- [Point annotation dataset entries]
········
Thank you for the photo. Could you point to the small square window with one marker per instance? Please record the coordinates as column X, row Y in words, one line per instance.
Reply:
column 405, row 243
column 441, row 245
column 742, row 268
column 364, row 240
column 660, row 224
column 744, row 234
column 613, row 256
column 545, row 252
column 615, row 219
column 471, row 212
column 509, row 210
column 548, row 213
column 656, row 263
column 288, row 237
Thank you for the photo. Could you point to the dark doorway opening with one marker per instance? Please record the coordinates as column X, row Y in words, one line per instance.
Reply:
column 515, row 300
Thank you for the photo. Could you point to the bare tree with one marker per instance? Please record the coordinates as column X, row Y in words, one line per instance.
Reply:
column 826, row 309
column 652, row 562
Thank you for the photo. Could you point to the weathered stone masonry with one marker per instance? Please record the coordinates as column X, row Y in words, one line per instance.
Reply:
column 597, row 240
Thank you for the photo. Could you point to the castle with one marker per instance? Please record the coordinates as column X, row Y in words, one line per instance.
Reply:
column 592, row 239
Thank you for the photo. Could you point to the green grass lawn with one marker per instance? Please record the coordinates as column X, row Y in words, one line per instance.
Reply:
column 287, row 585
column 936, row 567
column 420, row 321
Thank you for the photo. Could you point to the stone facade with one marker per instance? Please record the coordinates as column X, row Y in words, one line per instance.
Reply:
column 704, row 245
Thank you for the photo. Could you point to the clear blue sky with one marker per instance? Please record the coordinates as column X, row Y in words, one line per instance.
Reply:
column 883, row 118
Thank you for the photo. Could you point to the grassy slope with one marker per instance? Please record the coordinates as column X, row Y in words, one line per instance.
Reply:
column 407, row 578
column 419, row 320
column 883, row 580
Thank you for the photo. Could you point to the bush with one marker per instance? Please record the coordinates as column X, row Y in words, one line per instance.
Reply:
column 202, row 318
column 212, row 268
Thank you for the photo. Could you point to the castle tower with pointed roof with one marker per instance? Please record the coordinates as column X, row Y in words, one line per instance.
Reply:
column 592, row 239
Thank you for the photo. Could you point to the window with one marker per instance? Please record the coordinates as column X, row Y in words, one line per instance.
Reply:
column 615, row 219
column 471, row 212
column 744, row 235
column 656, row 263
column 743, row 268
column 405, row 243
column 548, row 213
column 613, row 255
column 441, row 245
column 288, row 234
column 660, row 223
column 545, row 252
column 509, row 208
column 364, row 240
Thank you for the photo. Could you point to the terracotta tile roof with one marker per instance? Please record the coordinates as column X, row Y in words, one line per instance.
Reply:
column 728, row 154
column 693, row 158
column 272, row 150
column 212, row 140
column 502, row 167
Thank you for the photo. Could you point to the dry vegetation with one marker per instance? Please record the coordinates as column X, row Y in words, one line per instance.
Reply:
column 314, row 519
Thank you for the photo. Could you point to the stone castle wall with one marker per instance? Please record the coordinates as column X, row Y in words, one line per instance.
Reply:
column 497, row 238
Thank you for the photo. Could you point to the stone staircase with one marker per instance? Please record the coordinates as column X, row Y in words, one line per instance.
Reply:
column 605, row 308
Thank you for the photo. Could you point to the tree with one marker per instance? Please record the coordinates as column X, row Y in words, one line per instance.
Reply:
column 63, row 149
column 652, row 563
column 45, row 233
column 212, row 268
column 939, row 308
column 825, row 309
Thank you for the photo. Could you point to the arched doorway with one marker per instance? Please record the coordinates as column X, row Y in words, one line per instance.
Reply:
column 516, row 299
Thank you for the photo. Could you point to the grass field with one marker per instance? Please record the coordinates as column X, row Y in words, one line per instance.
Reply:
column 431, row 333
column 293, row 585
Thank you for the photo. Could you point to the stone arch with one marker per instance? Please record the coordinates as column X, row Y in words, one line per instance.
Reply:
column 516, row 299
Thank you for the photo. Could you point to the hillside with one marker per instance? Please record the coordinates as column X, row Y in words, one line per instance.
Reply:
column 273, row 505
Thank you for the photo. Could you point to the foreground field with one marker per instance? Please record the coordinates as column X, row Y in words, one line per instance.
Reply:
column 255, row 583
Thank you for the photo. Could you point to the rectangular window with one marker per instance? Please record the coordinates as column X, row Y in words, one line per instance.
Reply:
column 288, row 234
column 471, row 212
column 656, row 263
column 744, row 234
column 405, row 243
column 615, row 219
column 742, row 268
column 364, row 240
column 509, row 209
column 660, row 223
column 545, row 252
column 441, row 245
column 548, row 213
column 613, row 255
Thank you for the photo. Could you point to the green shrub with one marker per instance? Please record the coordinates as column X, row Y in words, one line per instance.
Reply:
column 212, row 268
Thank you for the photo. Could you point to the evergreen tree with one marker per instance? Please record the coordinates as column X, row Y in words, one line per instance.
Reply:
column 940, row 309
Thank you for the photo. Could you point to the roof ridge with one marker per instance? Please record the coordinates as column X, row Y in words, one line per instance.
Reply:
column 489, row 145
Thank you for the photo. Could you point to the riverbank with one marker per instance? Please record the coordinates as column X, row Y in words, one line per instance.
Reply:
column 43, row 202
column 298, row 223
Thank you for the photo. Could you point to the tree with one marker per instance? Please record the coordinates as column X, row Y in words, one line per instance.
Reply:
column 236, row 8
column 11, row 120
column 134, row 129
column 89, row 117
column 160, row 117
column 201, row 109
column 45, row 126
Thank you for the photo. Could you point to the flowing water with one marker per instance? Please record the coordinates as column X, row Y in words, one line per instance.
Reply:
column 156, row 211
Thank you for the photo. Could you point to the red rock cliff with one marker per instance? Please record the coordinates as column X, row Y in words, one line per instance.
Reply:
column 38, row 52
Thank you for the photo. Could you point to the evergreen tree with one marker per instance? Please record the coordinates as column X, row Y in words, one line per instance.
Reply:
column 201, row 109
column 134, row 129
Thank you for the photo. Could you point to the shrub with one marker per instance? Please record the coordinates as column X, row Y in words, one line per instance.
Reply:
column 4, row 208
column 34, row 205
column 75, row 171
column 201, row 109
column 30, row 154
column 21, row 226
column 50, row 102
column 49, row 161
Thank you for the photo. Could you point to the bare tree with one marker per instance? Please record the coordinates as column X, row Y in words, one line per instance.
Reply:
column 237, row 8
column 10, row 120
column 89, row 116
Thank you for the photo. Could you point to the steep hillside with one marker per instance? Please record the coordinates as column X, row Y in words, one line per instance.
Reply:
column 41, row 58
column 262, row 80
········
- [Prompt] Print all of the entries above word for word, without changing anything.

- [Full answer]
Thank you for the photo. Could you point to the small square window with one marker per instance? Please record the coordinates as column X, row Y in words, one line per instance.
Reply:
column 405, row 243
column 441, row 245
column 742, row 268
column 364, row 240
column 660, row 224
column 744, row 234
column 613, row 256
column 545, row 252
column 615, row 219
column 471, row 212
column 509, row 210
column 548, row 213
column 656, row 263
column 288, row 237
Thank you for the photo. Could you point to the dark doorway opening with one marker per instance? Please record the coordinates as column X, row Y in words, one line per instance.
Reply:
column 515, row 300
Thank you for the photo. Could you point to the bare tree with one marker per instance? Please record the coordinates as column X, row Y in words, one line per instance.
Reply:
column 826, row 309
column 652, row 562
Thank you for the photo. Could you point to the weathered stone masonry with one marker per instance? Please record the coordinates as column X, row Y in words, one line per instance.
Reply:
column 597, row 240
Thank you for the photo. Could you point to the castle with one marker per instance? Please record the coordinates as column X, row Y in words, one line per instance.
Reply:
column 592, row 239
Thank you for the photo. Could you point to the green grass lawn with one marker per instance? Please record the coordinates as column X, row Y in words, one line per instance.
Reply:
column 287, row 585
column 936, row 567
column 420, row 321
Thank you for the photo. Could you point to the stone facade with one marker per instance? Please record the coordinates as column X, row Y in words, one line per instance.
Reply:
column 704, row 245
Thank you for the photo. Could you point to the clear blue sky with one marker per instance? Please record the coordinates as column X, row Y in words, one line per instance.
Reply:
column 883, row 118
Thank you for the photo. Could you point to the grassy slope with one marker per instance? Please record the coordinates as column X, row Y in words, one line per instance.
Reply:
column 407, row 578
column 419, row 320
column 883, row 580
Thank you for the photo. Could you point to the bush with one marker per instance? Please record the coordinates as column X, row Y in words, one line per instance.
Reply:
column 202, row 318
column 212, row 268
Thank you for the photo. Could you point to the castle tower with pointed roof with one marker per instance? Please record the coordinates as column X, row Y in words, one line per instance.
Reply:
column 592, row 239
Thank you for the photo. Could you point to the window with one marker per instance? Please record the coordinates as column X, row Y in words, one line per instance.
Reply:
column 615, row 219
column 471, row 212
column 744, row 235
column 656, row 263
column 743, row 268
column 405, row 243
column 548, row 213
column 613, row 255
column 441, row 245
column 288, row 234
column 660, row 223
column 545, row 252
column 509, row 208
column 364, row 240
Thank you for the photo. Could you point to the terracotta tile roof with one marker per instance? Please record the coordinates as column X, row Y in words, one line per instance.
Reply:
column 728, row 154
column 693, row 158
column 272, row 150
column 212, row 140
column 502, row 167
Thank you for the photo. Could you point to the dry vegetation with one marker per instance? Please record the coordinates as column X, row Y in words, one line per instance.
Reply:
column 314, row 519
Thank you for the photo. Could you point to the stone castle wall with one marker per instance? Please record the coordinates as column X, row Y in words, one line per instance.
Reply:
column 497, row 238
Thank you for the photo. Could you point to the stone staircase with one marker per instance? Please record the coordinates as column X, row Y in words, one line per instance.
Reply:
column 605, row 308
Thank you for the photo. Could you point to the tree with one marker per instance? Please record the coordinates as column X, row Y in words, one line per instance.
Reply:
column 63, row 149
column 652, row 563
column 45, row 233
column 212, row 268
column 939, row 308
column 825, row 309
Thank you for the photo. Could you point to the arched doorway with one marker per instance? Please record the coordinates as column X, row Y in words, one line per instance.
Reply:
column 516, row 299
Thank you for the photo. Could you point to the grass field with one marker per instance? Please record the coordinates as column X, row Y in words, one line per instance.
Reply:
column 431, row 333
column 293, row 585
Thank you for the photo. Could you point to the stone arch with one marker per instance? Please record the coordinates as column X, row Y in words, one line per instance.
Reply:
column 516, row 299
Thank you for the photo. Could you point to the hillside with one marker per instance? Please record the coordinates as column X, row Y in words, one line per instance.
Reply:
column 273, row 505
Thank you for the photo. Could you point to the foreground field with one marker per instance? Please record the coordinates as column X, row Y in words, one line per instance.
Reply:
column 255, row 583
Thank you for the photo. Could you point to the rectangular window with one marker per instance? Please record the coordinates as column X, row Y in words, one line per instance.
Reply:
column 288, row 234
column 471, row 212
column 656, row 263
column 744, row 234
column 405, row 243
column 615, row 219
column 742, row 268
column 364, row 240
column 509, row 209
column 660, row 223
column 545, row 252
column 441, row 245
column 548, row 213
column 613, row 255
Thank you for the photo. Could you point to the green shrub with one marker per instance? Please record the coordinates as column X, row Y in words, one line per instance.
Reply:
column 212, row 268
Thank you for the photo. Could you point to the evergreen tree with one marker per instance? Please record the coordinates as column X, row Y in words, one line per instance.
Reply:
column 940, row 309
Thank you for the photo. Could you point to the roof ridge with one marker per instance? Please record the coordinates as column X, row Y in words, one line per instance.
Reply:
column 489, row 145
Thank you for the photo. Could you point to the riverbank with one marker per instance? Please record the coordinates as column X, row Y in words, one line per instance.
Reply:
column 43, row 202
column 298, row 223
Thank you for the photo. Could you point to the tree with one marker per instance? Please record the coordinates as column X, row Y in words, one line per instance.
Reply:
column 236, row 8
column 11, row 120
column 134, row 129
column 89, row 117
column 160, row 117
column 201, row 109
column 45, row 126
Thank you for the photo. Could you point to the flowing water with one marker per instance? Please record the coordinates as column X, row Y in words, one line per instance.
Reply:
column 156, row 211
Thank you for the photo. Could you point to the red rock cliff with one marker per instance? Please record the coordinates as column X, row Y in words, one line per instance.
Reply:
column 38, row 52
Thank you for the photo. Could you point to the evergreen tree with one marker per instance? Please record the coordinates as column X, row Y in words, one line per instance.
Reply:
column 201, row 109
column 134, row 129
Thank you for the photo. Could you point to the shrub with one marker per instance? Please record the coordinates as column X, row Y in words, one line per instance.
Reply:
column 4, row 208
column 34, row 205
column 75, row 171
column 201, row 109
column 30, row 154
column 21, row 226
column 50, row 102
column 49, row 161
Thank you for the photo. Could you point to the bare tree with one marker per instance? Please record the coordinates as column X, row Y in words, one line per instance.
Reply:
column 237, row 8
column 10, row 120
column 89, row 116
Thank you for the photo. Could you point to the steep hillside with one marker per instance? Please record the coordinates as column X, row Y in words, one line per instance.
Reply:
column 41, row 58
column 262, row 80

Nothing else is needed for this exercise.